■ LISTED RECORDS:
■ ■ ■ ■ ■ ■ ■

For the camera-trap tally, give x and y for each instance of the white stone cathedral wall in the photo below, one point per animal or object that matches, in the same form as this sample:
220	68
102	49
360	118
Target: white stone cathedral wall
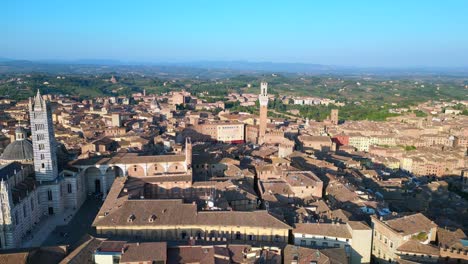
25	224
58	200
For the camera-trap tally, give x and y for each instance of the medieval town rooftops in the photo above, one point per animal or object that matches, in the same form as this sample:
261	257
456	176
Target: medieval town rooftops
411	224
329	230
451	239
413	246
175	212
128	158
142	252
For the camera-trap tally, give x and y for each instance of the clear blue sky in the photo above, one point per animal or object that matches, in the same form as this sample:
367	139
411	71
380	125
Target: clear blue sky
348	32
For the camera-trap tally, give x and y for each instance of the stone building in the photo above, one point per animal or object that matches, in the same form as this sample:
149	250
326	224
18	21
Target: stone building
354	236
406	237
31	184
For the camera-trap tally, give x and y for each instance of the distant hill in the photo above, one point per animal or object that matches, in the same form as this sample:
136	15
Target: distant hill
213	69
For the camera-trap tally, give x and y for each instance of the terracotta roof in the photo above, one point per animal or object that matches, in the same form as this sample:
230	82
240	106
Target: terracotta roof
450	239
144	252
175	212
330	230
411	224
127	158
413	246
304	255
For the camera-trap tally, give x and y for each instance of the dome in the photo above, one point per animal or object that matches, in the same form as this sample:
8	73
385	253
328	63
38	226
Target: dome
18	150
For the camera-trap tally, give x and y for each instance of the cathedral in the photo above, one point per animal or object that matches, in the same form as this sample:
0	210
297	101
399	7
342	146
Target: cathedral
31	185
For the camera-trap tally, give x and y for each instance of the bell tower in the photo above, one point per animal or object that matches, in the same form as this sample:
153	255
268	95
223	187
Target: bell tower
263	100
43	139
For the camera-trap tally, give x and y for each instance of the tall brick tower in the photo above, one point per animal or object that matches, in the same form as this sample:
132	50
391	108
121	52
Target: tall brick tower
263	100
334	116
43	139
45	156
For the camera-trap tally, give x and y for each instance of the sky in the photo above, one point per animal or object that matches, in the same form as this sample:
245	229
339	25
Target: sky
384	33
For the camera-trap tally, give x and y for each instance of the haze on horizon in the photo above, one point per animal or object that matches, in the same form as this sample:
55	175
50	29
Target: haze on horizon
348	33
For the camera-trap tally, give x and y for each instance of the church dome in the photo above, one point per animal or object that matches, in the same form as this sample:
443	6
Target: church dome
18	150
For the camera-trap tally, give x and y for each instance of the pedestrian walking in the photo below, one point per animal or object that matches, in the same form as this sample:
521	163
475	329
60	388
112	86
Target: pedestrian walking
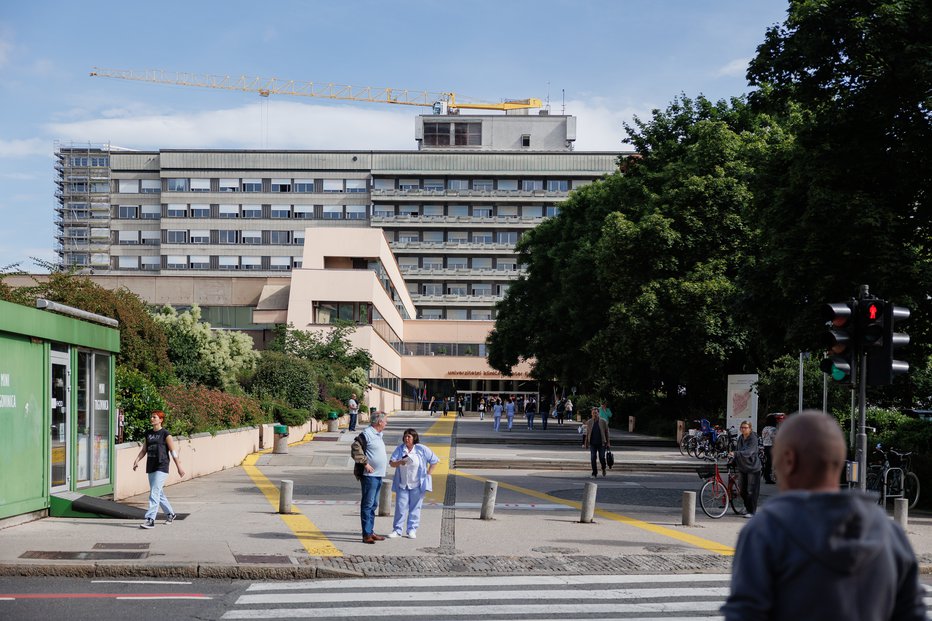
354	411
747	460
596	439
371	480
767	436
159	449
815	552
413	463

■ ■ ■ ■ ■ ■ ■

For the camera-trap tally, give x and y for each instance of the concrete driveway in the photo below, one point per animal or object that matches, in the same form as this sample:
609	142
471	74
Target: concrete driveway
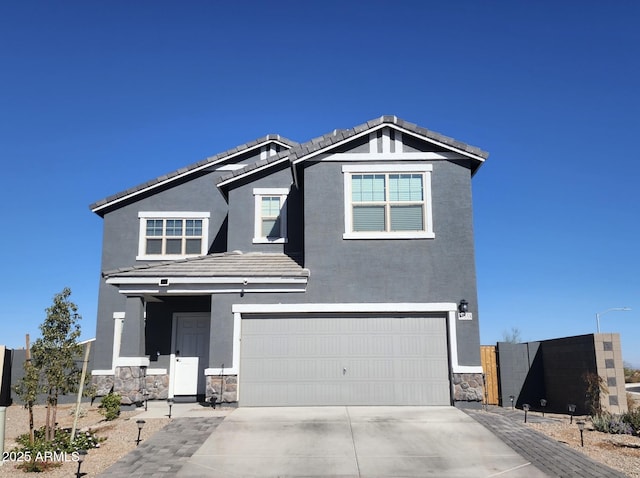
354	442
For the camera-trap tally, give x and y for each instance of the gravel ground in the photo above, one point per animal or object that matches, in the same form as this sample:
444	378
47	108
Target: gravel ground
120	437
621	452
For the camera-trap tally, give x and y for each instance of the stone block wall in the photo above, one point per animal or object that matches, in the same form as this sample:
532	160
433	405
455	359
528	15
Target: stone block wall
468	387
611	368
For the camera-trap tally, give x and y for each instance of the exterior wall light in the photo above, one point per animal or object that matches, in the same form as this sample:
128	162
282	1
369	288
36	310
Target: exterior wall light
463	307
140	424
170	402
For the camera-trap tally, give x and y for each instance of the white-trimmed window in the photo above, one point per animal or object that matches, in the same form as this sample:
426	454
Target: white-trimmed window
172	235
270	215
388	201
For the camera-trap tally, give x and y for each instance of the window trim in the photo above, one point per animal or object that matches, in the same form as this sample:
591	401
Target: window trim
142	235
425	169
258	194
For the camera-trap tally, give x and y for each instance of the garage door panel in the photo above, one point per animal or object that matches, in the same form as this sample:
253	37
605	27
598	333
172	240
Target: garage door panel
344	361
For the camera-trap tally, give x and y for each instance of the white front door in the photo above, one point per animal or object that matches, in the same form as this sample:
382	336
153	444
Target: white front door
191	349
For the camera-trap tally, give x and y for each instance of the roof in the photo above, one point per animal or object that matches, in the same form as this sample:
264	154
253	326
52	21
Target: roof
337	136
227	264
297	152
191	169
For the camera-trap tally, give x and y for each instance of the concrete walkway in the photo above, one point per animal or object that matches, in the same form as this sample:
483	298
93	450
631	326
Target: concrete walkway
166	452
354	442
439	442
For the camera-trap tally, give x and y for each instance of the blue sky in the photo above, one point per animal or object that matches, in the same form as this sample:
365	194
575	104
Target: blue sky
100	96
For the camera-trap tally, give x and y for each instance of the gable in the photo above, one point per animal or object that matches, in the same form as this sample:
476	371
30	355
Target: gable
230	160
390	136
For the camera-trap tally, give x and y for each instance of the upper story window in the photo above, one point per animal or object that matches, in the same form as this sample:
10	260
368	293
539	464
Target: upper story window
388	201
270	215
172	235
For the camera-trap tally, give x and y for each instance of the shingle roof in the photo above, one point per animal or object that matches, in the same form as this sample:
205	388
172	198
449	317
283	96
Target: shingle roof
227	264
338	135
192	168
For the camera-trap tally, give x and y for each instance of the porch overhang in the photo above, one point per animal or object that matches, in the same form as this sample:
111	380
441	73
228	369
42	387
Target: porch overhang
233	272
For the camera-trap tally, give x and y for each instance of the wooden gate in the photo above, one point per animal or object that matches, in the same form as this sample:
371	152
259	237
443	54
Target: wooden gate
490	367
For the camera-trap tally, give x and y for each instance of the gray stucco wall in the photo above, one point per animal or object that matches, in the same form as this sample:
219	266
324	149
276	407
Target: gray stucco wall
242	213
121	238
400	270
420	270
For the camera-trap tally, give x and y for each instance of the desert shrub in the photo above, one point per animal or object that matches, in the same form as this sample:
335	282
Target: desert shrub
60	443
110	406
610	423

■ ■ ■ ■ ■ ■ ■

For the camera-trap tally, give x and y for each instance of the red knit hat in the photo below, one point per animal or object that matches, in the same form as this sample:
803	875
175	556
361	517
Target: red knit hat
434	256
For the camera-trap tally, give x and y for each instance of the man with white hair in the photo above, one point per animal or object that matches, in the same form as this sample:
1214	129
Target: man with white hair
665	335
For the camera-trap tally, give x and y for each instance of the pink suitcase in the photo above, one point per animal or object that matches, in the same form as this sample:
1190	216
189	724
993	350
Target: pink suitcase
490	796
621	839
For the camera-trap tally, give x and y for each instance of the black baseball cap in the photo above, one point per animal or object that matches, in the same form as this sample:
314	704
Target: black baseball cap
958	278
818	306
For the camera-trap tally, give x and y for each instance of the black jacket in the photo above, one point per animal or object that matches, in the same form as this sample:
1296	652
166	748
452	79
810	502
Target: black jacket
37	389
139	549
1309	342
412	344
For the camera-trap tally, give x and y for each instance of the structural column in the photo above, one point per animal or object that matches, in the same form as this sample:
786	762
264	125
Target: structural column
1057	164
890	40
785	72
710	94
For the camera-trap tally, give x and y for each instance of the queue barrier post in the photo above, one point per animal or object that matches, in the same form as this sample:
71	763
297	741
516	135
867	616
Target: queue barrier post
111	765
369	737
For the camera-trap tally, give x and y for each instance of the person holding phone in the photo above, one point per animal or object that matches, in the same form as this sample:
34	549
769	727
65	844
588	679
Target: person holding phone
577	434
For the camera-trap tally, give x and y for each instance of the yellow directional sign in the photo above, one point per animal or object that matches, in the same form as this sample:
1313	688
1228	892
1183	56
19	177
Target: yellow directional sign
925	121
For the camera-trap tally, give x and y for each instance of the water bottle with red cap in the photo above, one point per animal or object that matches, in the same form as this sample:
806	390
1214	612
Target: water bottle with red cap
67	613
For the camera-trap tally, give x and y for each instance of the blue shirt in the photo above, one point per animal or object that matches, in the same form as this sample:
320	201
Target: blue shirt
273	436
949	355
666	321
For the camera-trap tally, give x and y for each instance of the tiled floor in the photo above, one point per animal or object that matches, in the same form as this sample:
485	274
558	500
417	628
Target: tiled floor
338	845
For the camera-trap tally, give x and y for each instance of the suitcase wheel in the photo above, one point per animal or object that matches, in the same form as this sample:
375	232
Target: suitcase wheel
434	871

■ ■ ■ ■ ■ ■ ■

■ TASK TO COMPLETE:
State how many lines in the listing above contain "below". Nothing else is needed.

■ RESPONSE AREA:
4